#### Texto para ler
O Sr. António Guterres (PS): - Muito bem!

O Orador: - É esta, porventura, a mais significativa recomendação jurídica e política da acção popular, da acção colectiva e das acções de grupo.
Von Hippel escreveu a este respeito: «Quem em direito reflecte sobre a defesa dos mais fracos depara imediatamente com o tema da defesa dos consumidores.»
E por que não das vítimas de agressões ecológicas, de depredações culturais ou até de cláusulas contratuais genéricas ou de adesão que sejam ilícitas?
Ao descomprometer o direito à jurisdição com a pequenez do interesse individual lesado ou com a desprotecção da parte mais fraca, e ao contrapor o grande remédio da acção popular ao grande mal das bagatelas civis e penais epidémicas, a Constituição portuguesa apontou para a necessidade de colectivizar ou grupalizar (não receemos as palavras) a reacção contra lesões colectivas ou de grupo.

Vozes do PS: - Muito bem!

O Orador: - Mas, se são tão óbvias as vantagens, não são menos óbvias as dificuldades a encarar e as opções a fazer. Desde logo o facto de a abertura a formas de legitimação colectiva ou de grupo impor até certo ponto o sacrifício de algum perfeccionismo processual e até do rigor de princípios que só a contragosto se relativizam, como são os casos dos princípios da audiência e do contraditório na sua pureza tradicional e, não menos, do princípio da subjectivização da legitimidade, da representação e da culpa.
Mas não terá sido em parte por nos termos mantido aferrados à rigidez destes e outros conceitos que o nosso direito ficou inelutavelmente velho? Se a vida é movimento, o direito não pode ser estagnação e rotina.

Aplausos do PS e do PRD.

#### Objetivo da tarefa
Cite fielmente o trecho do texto sobre a ação popular que começa em "Von Hippel escreveu" e termina em "PS: - Muito bem!", incluindo ambos.

#### Material fornecido
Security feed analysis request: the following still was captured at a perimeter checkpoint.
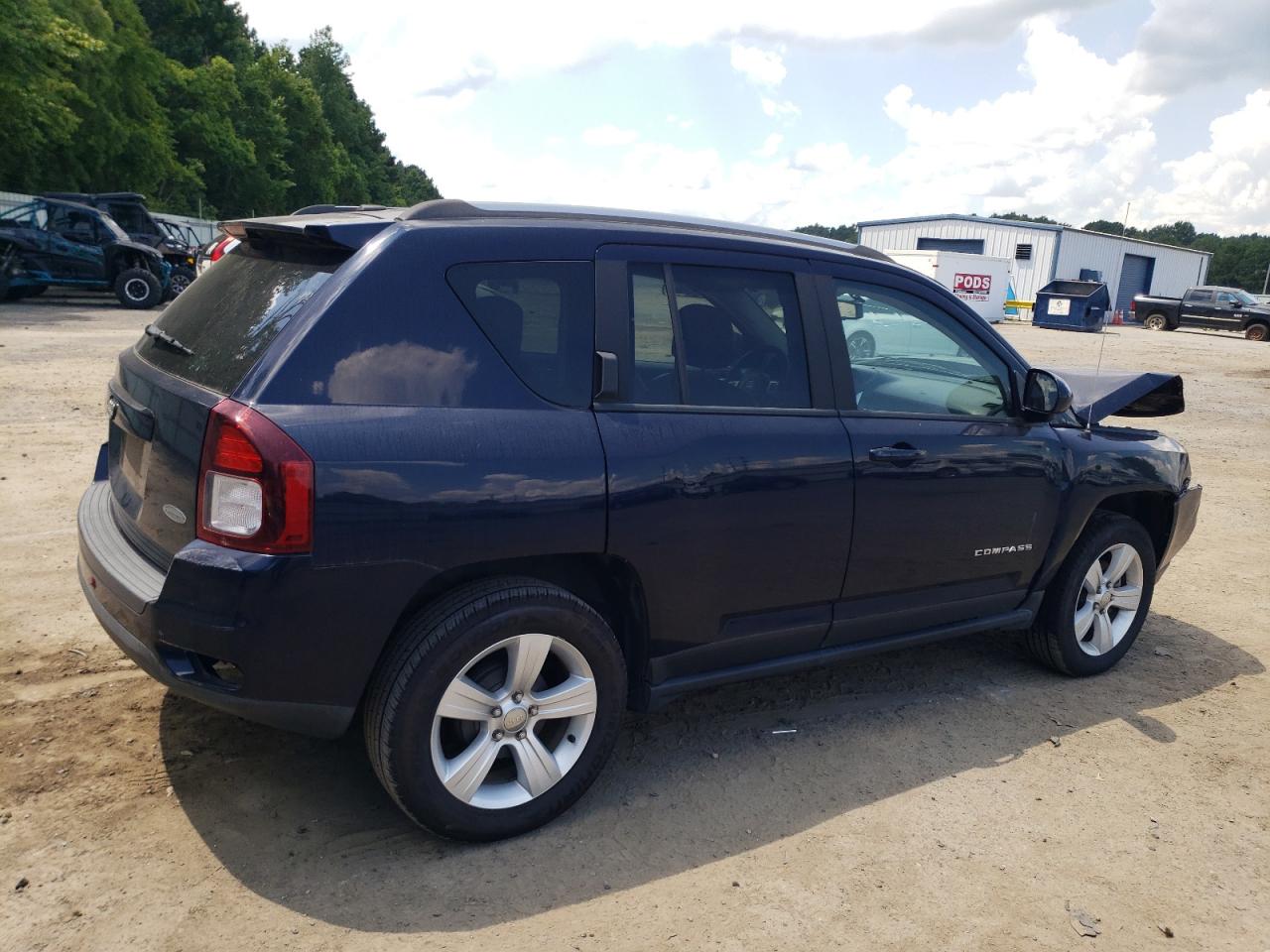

#### Solução do exercício
Von Hippel escreveu a este respeito: «Quem em direito reflecte sobre a defesa dos mais fracos depara imediatamente com o tema da defesa dos consumidores.»
E por que não das vítimas de agressões ecológicas, de depredações culturais ou até de cláusulas contratuais genéricas ou de adesão que sejam ilícitas?
Ao descomprometer o direito à jurisdição com a pequenez do interesse individual lesado ou com a desprotecção da parte mais fraca, e ao contrapor o grande remédio da acção popular ao grande mal das bagatelas civis e penais epidémicas, a Constituição portuguesa apontou para a necessidade de colectivizar ou grupalizar (não receemos as palavras) a reacção contra lesões colectivas ou de grupo.

Vozes do PS: - Muito bem!